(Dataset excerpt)
- - - -

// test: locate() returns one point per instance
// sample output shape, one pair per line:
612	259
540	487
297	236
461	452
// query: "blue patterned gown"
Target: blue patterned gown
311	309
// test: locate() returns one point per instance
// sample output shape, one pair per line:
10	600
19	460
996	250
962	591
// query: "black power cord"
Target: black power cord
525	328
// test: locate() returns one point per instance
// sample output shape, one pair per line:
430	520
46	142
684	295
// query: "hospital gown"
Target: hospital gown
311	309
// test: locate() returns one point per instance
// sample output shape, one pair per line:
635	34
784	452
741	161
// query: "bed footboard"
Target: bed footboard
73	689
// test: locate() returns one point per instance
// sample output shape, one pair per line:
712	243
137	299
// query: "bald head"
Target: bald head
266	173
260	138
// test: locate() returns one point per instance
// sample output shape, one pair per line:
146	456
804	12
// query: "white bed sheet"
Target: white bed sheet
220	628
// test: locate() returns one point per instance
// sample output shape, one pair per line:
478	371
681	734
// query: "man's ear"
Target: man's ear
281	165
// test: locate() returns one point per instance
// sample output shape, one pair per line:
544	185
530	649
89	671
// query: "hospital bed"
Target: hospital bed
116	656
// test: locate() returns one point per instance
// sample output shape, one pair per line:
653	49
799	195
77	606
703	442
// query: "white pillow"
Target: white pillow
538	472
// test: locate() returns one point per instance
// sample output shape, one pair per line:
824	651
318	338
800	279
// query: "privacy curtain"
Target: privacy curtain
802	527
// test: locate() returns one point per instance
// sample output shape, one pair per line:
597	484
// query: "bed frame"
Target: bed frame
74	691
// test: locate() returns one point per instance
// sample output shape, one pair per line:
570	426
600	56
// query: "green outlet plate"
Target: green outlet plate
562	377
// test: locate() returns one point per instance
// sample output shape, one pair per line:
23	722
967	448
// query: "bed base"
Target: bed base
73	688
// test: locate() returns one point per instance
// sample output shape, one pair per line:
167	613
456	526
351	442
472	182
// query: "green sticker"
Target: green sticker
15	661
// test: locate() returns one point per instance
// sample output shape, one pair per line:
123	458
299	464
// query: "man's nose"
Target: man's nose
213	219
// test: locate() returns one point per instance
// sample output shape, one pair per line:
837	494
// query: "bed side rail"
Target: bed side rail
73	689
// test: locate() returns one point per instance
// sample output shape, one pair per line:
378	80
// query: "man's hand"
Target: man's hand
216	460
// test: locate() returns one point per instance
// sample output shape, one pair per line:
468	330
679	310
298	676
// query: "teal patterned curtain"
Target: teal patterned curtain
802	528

- - - -

__GOAL__: Reproduce the listing in full. Keep it exactly as written.

__RESULT OF THIS TASK__:
// test: locate() returns one point per instance
// sample output shape, one pair per line:
612	259
540	487
297	236
461	452
// query: "blue patterned gown"
Target: blue patterned gown
311	309
// test: locate() returns one point per instance
// sample output shape, one pair per line:
10	600
19	460
996	250
962	591
// query: "black power cord"
Target: black power cord
525	328
// test: locate() returns one point per instance
// sample output shape, one pair per line:
430	520
46	142
684	295
// query: "hospital gown"
Target: hospital gown
311	309
// test: locate() returns one point per instance
// sample output shape, one pair per line:
635	34
784	452
741	161
// query: "bed footboard"
Target: bed footboard
73	689
// test: locate() returns one point per instance
// sample output shape, one pair per line:
712	243
137	299
// query: "bald head"
Target: bald head
266	173
260	138
// test: locate() returns one point per instance
// sample output shape, one pair per line:
146	456
804	12
// query: "white bed sheet"
Target: white bed sheet
220	628
// test: locate() returns one point per instance
// sample output shape, one pair per line:
478	371
681	734
// query: "man's ear"
Target: man's ear
281	165
// test: locate() returns one point per instance
// sample output shape, one pair per line:
544	185
530	649
89	671
// query: "hospital bed"
Target: hospital bed
116	656
// test: locate() returns one point per instance
// sample output shape, one pair per line:
653	49
799	195
77	606
703	442
// query: "white pillow"
Target: white pillow
538	472
// test: locate() returns one point per instance
// sample output shape, one pair per line:
824	651
318	338
800	279
// query: "privacy curtain"
Target: privacy curtain
802	527
// test: locate() returns one point per instance
// sample output shape, one pair per line:
597	484
// query: "bed frame"
Target: bed frame
74	691
// test: locate() returns one point per instance
// sample output shape, one pair per line:
570	426
600	56
// query: "green outlet plate"
Target: green outlet plate
562	377
// test: locate() returns one point per instance
// sample output shape, one pair per line:
23	722
967	448
// query: "bed base"
Target: bed base
73	688
// test: locate() returns one point per instance
// sample output shape, one pair per line:
167	613
456	526
351	442
472	182
// query: "green sticker"
Target: green sticker
15	661
// test: locate() returns one point per instance
// sample output shape, one pair per line:
123	458
299	464
// query: "man's nose"
Target: man's nose
213	219
// test: locate() returns one point per instance
// sample output shape, one pair per line:
837	494
// query: "bed side rail"
Target: bed side rail
73	689
// test: locate() returns one point per instance
// sample output shape, one pair per line:
378	80
// query: "man's hand"
Target: man's hand
216	460
// test: locate() returns one point per instance
// sample output shape, one pair per line:
468	330
679	310
298	676
// query: "teal patterned curtain"
Target: teal patterned curtain
802	528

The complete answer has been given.